Every entry here needs to be repeated exactly.
## start
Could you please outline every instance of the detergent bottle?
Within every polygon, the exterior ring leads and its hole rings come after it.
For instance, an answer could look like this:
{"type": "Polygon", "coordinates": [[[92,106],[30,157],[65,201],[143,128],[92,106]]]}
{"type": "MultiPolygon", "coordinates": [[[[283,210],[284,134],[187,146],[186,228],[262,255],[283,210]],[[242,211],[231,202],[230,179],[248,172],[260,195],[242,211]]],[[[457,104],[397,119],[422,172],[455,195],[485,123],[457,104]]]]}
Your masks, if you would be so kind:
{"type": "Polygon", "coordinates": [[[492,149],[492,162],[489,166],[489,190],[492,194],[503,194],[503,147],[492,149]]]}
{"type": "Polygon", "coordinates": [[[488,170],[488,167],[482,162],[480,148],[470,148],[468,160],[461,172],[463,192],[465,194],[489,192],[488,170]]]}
## end
» **RESPONSE TO THIS TASK**
Could you please outline every instance of the detergent bottle?
Within every polygon, the exterior ring leads and its hole rings come after it.
For instance, an answer could look like this:
{"type": "Polygon", "coordinates": [[[92,106],[30,157],[65,201],[143,128],[92,106]]]}
{"type": "MultiPolygon", "coordinates": [[[[283,210],[284,134],[187,146],[186,228],[262,255],[283,210]],[[242,211],[231,202],[230,179],[248,172],[260,195],[242,211]]],[[[457,104],[397,119],[422,172],[455,195],[485,123],[457,104]]]]}
Your masks, if you would be so kind:
{"type": "Polygon", "coordinates": [[[492,149],[492,162],[489,166],[489,190],[492,194],[503,194],[503,147],[492,149]]]}
{"type": "Polygon", "coordinates": [[[488,170],[488,167],[482,162],[480,148],[470,148],[468,160],[461,172],[463,192],[465,194],[489,192],[488,170]]]}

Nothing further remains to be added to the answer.